__Text section__:
>> Begin

Let’s kick off by addressing a question that’s been on the tip of many a tongue. We are frequently asked, “Are your librarians all called Librarian?”. Yes. It is a condition of employment, continuing a tradition that’s been in place since the Normans invaded and messed up a perfectly good country. We hope that clears that up.
It’s been a busy week in terms of outreach and engagement. At least internally speaking, trips out of the office being sadly lacking these days. Not a hint exactly. We’re not ones for whining.
On Wednesday, Librarian Anya gave a talk to House of Commons Library management on what Parliamentary Search is, why Parliamentary Search is, and how Parliamentary Search will be changing. A talk first cobbled together by Anya and Michael late last year in East London’s premiere poitín bar. We’re told the talk went rather well. Unlike, perhaps, the trip to the poitín bar. Applause Anya.
Thursday was busier still, kicking off with a talk by Librarians Anna, Emily and Susannah and Data Scientist Louie, filling in the background on our psephology explorations to the whole of the House of Commons Library. Susannah explained how we’d come to build the website, Anna talked through the wrangling of the spreadsheets that sits behind it, Emily covered some of the difficulties in mixing and matching datasets - particularly when they contain names - and Louie told us all why it’s a bloody good thing. Another talk that seemed to go rather well. If you’ve got Graeme and John onboard, you can be pretty sure you’ve won over your audience. More applause Anna, Emily, Susannah and Louie. Applause everyone.
It’d be remiss of us not to note that we stand upon the shoulders of giants. If the Library had not been collecting and verifying this data for the last few decades, no website would have been possible. And the country would have had to rely on the BBC’s neglected efforts instead. Where, when we say neglected, we clearly mean broken.
Sticking with spreadsheets, Thursday also saw Librarians Jayne and Phil, together with computational midshipman Michael, give a talk, this time to the (Commons) Library & Information Professional Community. Or LIPC, as it’s more memorably called. This one was on how to make a good spreadsheet. Or more accurately, how not to make a bad one. Don’t use colours to add meaning, they said. Don’t have two tables on the same sheet, they added. Don’t ever hide columns, they demanded. Again, it seemed to go quite well. Yet more applause, Jayne, Phil and Michael.
Our dear reader knows us as mild-mannered types. Rarely do we go off on a rant. This week, though, we make a small exception. Please forgive us.
We would like it be known that, in our view, there is no such thing as Business As Usual. Also, no one should ever say Business As Usual. At least not in our earshot. Anyone found so much as muttering Business As Usual in a meeting will find us sitting in stony silence, microphones muted and cameras off. Not you Michael, your camera’s been busted for months.
We say this for three reasons:
Organisations change - all organisations, our employer being no exception.
Technology changes - adaptation happens, exaptation happens.
Expectations change - our dear user wants better and faster and they are not wrong.

>> End

__Material__:
>> Begin

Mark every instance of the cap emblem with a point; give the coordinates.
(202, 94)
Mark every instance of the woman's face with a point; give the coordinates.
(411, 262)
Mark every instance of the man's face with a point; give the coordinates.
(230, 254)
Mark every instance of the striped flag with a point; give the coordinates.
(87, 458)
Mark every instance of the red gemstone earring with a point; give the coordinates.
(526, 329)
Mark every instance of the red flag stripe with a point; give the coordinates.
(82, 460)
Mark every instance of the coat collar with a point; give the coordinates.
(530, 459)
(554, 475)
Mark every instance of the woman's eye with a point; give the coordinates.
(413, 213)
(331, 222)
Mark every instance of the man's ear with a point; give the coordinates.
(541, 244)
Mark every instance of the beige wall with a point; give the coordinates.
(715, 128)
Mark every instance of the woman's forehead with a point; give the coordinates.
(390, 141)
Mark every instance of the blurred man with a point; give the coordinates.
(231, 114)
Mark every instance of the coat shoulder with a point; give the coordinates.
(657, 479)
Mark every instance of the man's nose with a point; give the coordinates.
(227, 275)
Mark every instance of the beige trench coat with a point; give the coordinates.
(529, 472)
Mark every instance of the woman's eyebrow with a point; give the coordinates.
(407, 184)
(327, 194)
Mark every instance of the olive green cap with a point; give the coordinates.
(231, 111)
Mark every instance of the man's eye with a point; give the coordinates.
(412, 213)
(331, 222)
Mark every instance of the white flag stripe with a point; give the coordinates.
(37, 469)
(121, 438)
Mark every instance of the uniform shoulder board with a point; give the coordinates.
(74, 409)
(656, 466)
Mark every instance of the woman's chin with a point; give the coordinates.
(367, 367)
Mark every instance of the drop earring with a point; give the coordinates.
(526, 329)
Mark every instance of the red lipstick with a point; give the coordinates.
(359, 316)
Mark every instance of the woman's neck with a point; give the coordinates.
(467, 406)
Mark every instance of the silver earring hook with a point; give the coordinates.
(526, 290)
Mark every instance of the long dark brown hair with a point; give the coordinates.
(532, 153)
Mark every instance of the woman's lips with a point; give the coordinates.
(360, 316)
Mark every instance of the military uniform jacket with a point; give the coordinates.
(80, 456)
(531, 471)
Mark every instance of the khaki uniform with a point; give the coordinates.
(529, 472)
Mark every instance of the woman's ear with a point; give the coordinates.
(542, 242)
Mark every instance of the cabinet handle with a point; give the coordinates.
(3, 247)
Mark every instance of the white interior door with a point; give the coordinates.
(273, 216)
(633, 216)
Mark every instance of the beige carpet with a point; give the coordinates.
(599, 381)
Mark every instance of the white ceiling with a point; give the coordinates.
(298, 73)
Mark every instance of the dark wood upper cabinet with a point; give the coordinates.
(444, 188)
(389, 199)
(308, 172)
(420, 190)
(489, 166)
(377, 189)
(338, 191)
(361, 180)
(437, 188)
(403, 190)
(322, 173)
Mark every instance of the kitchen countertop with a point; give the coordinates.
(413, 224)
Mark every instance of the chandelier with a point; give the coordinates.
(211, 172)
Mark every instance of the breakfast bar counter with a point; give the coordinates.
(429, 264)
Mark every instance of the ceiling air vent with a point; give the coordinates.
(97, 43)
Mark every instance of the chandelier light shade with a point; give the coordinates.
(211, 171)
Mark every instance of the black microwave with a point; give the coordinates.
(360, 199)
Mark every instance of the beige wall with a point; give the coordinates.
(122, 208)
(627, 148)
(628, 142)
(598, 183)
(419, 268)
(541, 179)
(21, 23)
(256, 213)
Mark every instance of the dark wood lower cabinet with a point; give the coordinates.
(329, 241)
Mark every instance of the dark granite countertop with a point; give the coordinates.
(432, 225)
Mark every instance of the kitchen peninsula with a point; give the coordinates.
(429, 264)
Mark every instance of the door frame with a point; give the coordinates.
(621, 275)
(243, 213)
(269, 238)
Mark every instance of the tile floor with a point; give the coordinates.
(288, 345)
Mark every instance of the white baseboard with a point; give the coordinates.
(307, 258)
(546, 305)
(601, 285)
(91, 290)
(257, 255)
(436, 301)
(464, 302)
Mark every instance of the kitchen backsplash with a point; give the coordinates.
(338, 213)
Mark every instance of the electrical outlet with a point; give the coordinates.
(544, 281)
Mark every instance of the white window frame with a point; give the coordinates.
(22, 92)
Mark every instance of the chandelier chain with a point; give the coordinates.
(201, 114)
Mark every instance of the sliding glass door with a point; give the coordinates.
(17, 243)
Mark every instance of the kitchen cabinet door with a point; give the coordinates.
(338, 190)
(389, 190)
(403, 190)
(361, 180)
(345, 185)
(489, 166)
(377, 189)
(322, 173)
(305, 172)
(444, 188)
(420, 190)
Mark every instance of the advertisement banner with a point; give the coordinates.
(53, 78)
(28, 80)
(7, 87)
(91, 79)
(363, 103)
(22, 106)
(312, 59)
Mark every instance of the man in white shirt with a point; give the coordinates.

>> End

__List of tasks__:
1. Retype the passage of the library update above between "It’s been a" and "ones for whining.", inclusive.
2. Write what comes next in the library update above, starting after its final sentence.

__In response__:
1.
It’s been a busy week in terms of outreach and engagement. At least internally speaking, trips out of the office being sadly lacking these days. Not a hint exactly. We’re not ones for whining.

2.
The idea that things can ‘transition to Business As Usual’ implies some belief in a definition of done. Now, if we were in the business of making books or magazines or even Telly programmes, done could indeed be defined. But we are not in those businesses. Mostly we make and manage websites, the websites being made out of software, software aging like fish. Websites just don’t get ‘done’.
So then, a couple of recent examples of unplanned events, the first being pertinent to organisational change. If you’ve been paying attention to weeknotes, you’ll be well aware of the recent procedural innovation whereby non-Ministers can now make written corrections. You’ll also be aware that our Jianhan needed to stop work on Search in order to clear out the pipes necessary for allowing non-Ministerial written corrections to flow into our search services. All concerned will be most pleased to learn that Jianhan has now put the finishing touches to that work and we now have that rarest of all things: a completely empty Trello board. Wow.
The last card to be completed was the removal of the now defunct Ministerial correction category from the indexing application. Before he got round to that, Librarian Anya jumped in, pointing out there were a whole host of content types in the indexing application that have never been used and never will be used. “Hang on,” said Anya, “can’t we kill all the birds and have rid of all the stuff we never click and will never click?” “Sure,” replied Jianhan. Which is why our indexing application is now stripped of a whole host of cruft that’s been there for around 10 years and never served any useful purpose. Good call, Anya. Top work, Jianhan.
Job done then? Probably not. Some other procedural innovation will undoubtedly come along in the not too distant future, planned work will be put to one side and our Jianhan will once again find himself with head buried in plumbing.
As a second example, Microsoft got in touch to tell us that STV1 was due to be deprecated at some point in August, to be replaced by STV2. Some googling proving necessary there. This is something of a pain because everything that runs through api.parliament.uk - from SPARQL endpoint to our beloved egg time - runs through STV1. Once more, plans will need to be put on hold whilst poor Jianhan battles with the migration. A new Trello board popping into existence to deal with the matter. One in, one out as they say.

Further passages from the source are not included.